TEXTE →
★ ★ ★ ★ ★ ★ ★

Qu’est-ce que la politique ?- 3 - Hannah Arendt




les expériences politiques fondamentales de notre siècle  sont les guerres et les révolutions

Ce sont les guerres et les révolutions, et non le fonctionnement des gouvernements parlementaires et des appareils de parti démocratiques, qui constituent les expériences politiques fondamentales de notre siècle.
Les guerres et les révolutions ont en commun d’être placées sous le signe de la violence….. cela signifie que nous nous mouvons essentiellement dans le champ de la violence et que nous sommes enclins, sur la base de nos expériences, à identifier l’action politique à l’action violente.

★ ★ ★ ★ ★ ★ ★

EXERCICES À FAIRE →
[1] Répondez aux questions ci-dessous d'après le texte sur la politique, en reprenant les lettres (a), (b) et (c) pour vos réponses.
(a) Quelles sont les expériences politiques fondamentales de notre siècle ?
(b) Qu'ont en commun ces expériences ?
(c) À quoi sommes-nous enclins à identifier l'action politique ?
[2] Restituez sans rien changer le passage du texte sur la politique qui va de « Ce sont les » à « à l’action violente. », ces deux extrémités comprises.

★ ★ ★ ★ ★ ★ ★

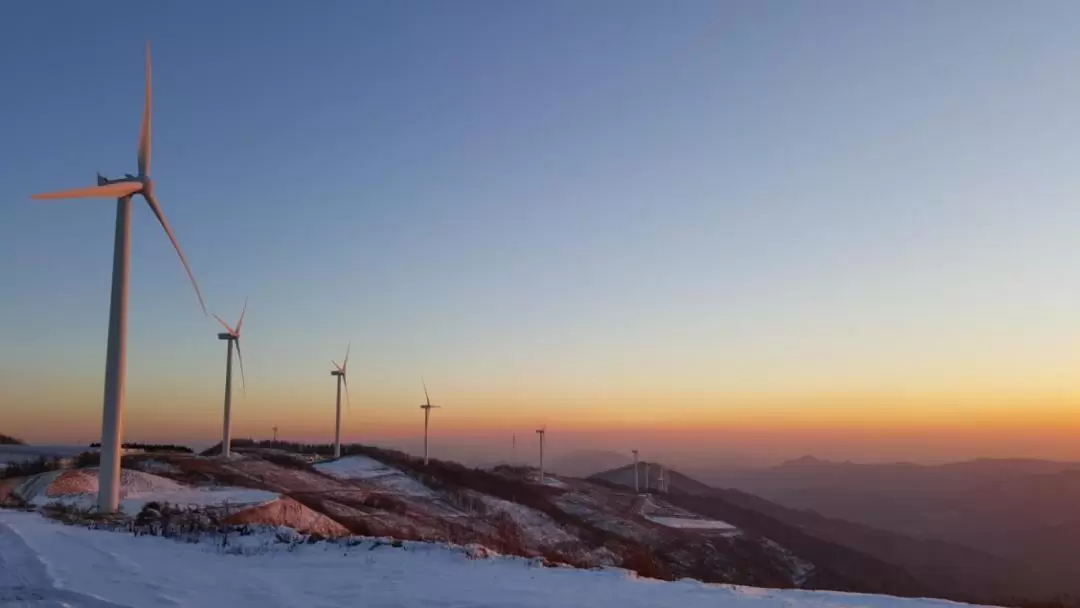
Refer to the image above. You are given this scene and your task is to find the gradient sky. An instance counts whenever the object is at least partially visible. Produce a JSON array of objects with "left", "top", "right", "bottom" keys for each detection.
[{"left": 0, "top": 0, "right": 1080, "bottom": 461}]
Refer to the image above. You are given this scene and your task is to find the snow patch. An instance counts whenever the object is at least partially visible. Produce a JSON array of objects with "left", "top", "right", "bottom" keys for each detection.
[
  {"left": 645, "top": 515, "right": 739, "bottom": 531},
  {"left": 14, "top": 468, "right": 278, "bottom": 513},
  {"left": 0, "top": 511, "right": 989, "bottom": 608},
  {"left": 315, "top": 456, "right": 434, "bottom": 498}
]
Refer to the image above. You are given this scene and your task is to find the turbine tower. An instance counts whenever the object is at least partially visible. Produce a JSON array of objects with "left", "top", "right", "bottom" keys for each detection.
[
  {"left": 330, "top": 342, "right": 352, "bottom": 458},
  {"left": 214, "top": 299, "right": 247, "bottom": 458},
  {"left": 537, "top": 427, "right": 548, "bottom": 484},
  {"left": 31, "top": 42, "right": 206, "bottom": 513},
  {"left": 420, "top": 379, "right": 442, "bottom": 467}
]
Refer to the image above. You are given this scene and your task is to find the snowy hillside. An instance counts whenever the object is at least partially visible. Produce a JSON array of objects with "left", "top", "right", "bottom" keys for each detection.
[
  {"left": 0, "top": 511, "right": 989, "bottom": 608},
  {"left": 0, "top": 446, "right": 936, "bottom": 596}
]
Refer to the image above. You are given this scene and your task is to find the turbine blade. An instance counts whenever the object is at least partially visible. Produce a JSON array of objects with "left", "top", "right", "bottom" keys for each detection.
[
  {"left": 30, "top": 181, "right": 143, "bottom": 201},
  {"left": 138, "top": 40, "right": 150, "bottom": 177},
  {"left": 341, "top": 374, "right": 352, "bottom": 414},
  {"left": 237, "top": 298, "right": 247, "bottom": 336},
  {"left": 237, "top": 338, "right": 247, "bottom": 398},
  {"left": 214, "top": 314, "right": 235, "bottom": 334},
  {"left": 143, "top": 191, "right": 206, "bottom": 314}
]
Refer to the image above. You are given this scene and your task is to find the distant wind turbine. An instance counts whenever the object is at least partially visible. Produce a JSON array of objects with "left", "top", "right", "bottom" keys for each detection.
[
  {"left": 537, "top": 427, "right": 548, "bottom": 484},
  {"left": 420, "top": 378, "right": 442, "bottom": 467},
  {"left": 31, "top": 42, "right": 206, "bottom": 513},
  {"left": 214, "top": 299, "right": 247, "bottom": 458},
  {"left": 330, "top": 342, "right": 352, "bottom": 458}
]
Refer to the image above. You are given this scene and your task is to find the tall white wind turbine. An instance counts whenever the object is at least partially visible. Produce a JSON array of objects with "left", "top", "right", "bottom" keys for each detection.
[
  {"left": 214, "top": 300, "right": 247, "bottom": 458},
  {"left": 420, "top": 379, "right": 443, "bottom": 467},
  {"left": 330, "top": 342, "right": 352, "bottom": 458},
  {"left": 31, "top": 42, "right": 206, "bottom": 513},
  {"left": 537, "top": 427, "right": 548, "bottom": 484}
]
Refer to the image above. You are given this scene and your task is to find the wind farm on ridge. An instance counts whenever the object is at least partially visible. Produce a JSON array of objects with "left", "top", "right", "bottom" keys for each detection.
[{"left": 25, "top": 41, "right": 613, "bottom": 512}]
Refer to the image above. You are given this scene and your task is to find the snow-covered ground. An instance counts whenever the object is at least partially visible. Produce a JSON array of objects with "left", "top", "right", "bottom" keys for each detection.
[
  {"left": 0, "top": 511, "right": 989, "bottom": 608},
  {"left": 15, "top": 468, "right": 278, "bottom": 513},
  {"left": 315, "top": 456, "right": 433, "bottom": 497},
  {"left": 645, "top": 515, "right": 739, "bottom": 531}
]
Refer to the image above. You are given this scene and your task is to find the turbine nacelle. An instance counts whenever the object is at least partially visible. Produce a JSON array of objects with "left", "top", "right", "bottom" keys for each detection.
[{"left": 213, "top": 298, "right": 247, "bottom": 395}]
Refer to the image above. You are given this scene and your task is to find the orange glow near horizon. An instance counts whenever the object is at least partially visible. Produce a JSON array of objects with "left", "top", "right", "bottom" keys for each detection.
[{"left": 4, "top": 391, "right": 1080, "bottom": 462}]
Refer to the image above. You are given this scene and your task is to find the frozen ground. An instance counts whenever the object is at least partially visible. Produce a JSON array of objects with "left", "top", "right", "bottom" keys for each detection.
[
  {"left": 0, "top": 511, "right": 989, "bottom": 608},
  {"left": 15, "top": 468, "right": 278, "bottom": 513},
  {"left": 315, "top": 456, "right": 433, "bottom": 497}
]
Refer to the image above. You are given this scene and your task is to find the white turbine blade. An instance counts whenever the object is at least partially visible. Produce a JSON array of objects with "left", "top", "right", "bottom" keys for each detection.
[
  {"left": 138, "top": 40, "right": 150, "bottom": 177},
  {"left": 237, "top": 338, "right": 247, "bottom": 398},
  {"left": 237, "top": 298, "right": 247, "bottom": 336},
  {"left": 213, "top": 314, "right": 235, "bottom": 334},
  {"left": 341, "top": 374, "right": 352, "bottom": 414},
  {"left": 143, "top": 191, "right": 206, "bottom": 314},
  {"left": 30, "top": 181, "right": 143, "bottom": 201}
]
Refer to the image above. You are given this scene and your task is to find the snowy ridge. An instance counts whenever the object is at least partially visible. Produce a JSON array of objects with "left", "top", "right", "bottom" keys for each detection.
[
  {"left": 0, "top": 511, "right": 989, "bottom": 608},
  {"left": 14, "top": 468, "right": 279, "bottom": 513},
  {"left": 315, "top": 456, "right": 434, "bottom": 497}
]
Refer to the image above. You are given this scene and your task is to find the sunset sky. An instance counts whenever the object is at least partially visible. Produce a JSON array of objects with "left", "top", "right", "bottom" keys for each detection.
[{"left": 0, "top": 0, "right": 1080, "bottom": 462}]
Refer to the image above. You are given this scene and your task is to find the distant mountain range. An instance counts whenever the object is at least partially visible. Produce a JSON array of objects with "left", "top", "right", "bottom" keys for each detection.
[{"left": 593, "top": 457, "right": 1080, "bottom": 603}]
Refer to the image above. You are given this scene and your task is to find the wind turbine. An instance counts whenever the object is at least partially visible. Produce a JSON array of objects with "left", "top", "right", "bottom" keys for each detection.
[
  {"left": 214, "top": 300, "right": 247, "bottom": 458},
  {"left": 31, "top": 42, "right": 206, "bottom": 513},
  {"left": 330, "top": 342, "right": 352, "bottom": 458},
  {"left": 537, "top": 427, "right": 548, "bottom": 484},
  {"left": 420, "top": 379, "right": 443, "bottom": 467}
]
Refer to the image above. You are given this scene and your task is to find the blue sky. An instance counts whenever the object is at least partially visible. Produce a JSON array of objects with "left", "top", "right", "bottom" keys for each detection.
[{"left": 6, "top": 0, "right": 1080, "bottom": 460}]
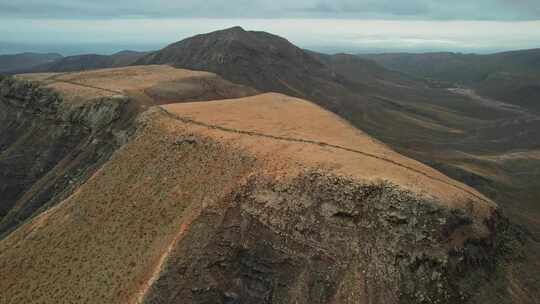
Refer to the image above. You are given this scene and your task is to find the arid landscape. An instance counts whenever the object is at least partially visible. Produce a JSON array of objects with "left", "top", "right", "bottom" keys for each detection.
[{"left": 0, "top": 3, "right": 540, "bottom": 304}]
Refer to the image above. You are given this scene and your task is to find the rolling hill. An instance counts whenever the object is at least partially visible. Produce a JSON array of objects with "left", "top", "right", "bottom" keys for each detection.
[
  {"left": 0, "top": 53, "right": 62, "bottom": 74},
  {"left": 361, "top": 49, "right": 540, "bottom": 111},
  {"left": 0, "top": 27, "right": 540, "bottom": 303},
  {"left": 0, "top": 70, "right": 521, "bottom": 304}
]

★ ★ ★ ★ ★ ★ ★

LISTE DES SOLUTIONS →
[1]
(a) Les guerres et les révolutions.
(b) Elles sont placées sous le signe de la violence.
(c) À l'action violente.

[2]
Ce sont les guerres et les révolutions, et non le fonctionnement des gouvernements parlementaires et des appareils de parti démocratiques, qui constituent les expériences politiques fondamentales de notre siècle.
Les guerres et les révolutions ont en commun d’être placées sous le signe de la violence….. cela signifie que nous nous mouvons essentiellement dans le champ de la violence et que nous sommes enclins, sur la base de nos expériences, à identifier l’action politique à l’action violente.